**EXCERPT PROVIDED**
When I search from duck duck go’s engine, I get urls like this:

http://duckduckgo.com/?t=lm&q=popcorn

Which is obviously better than google’s monstrosity, however it suggests that you might have edited the duckduckgo.com url yourself, in which case you should have given google the same benefit. The following works fine for example:

http://www.google.com/#q=popcorn

Doing the same queries from the firefox search box yielded these for me:

http://duckduckgo.com/?t=lm&q=popcorn

http://www.google.com/search?q=popcorn

So my question is: did you edit the duck duck go url by hand? If not where did you get it from?

* Side note:

I don’t particularly like google’s use of anchor tags to pass information to a webpage because it’s a fundamentally flawed use of URLs. For instance, try opening google’s achor URL with javascript disabled and it will not work. The reason they probably do it is to work around a browser limitation when updating the URL and using AJAX, but it’s certainly a bad design.

2012-04-18 3:30 pm

joehms22
My duckduckgo just leaves a ?q= param, looks like the &t= comes from when ddg is integrated in software to track user base coming from that particular place.

Good to see you’re actually using it though.

http://help.duckduckgo.com/customer/portal/articles/448610–t-

2012-04-18 3:41 pm

Alfman verbose=1
joehms22,

Well that was a good catch!

It is a Linux Mint customization, and though it hadn’t occurred to me, this is how the Linux Mint project gets to profit share from it’s users searches.

**SET OF TASKS**
#1 In the forum thread on search URLs, reproduce everything from "http://help.du" down to "it’s users searches.", swapping "good catch" for "sharp observation".
#2 According to joehms22 in the forum thread on search URLs, where does the &t= parameter come from?
The records come from a separate source.

**RECORD LIST**
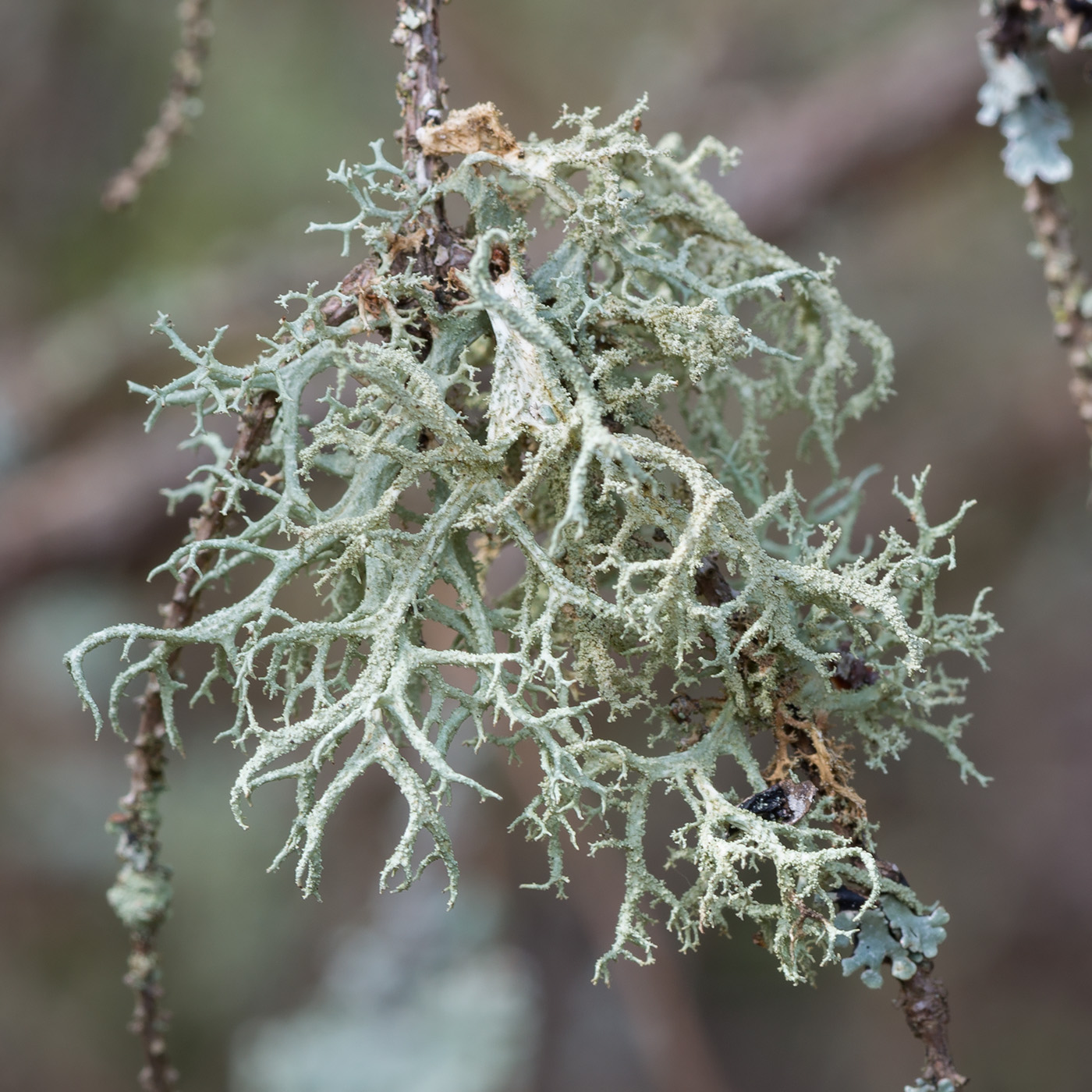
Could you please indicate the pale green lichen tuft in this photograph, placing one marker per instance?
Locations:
(140, 899)
(523, 409)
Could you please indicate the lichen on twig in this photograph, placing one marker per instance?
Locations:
(176, 111)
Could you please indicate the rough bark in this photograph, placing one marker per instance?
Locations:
(175, 112)
(924, 1002)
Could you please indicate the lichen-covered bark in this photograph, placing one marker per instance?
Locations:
(474, 402)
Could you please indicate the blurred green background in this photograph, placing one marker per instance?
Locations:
(856, 120)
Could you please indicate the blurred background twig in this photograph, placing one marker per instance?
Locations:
(856, 120)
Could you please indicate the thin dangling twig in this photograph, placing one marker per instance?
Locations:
(175, 112)
(142, 895)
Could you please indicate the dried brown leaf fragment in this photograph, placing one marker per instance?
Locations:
(477, 129)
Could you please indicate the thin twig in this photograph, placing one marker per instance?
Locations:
(422, 93)
(138, 821)
(176, 109)
(1067, 287)
(925, 1002)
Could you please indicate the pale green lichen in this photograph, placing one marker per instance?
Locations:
(140, 899)
(892, 934)
(529, 418)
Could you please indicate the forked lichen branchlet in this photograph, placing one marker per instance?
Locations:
(604, 413)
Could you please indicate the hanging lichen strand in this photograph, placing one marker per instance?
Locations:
(485, 406)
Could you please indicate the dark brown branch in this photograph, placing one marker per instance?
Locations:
(138, 821)
(422, 93)
(1066, 286)
(176, 109)
(925, 1004)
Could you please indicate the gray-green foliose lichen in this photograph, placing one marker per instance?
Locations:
(521, 407)
(1018, 98)
(892, 933)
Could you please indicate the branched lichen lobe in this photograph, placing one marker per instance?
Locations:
(576, 413)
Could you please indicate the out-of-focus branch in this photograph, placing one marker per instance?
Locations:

**SOLUTION LIST**
#1
http://help.duckduckgo.com/customer/portal/articles/448610–t-

2012-04-18 3:41 pm

Alfman verbose=1
joehms22,

Well that was a sharp observation!

It is a Linux Mint customization, and though it hadn’t occurred to me, this is how the Linux Mint project gets to profit share from it’s users searches.

#2 It comes from DuckDuckGo being integrated into software, so that it can track the user base coming from that particular place.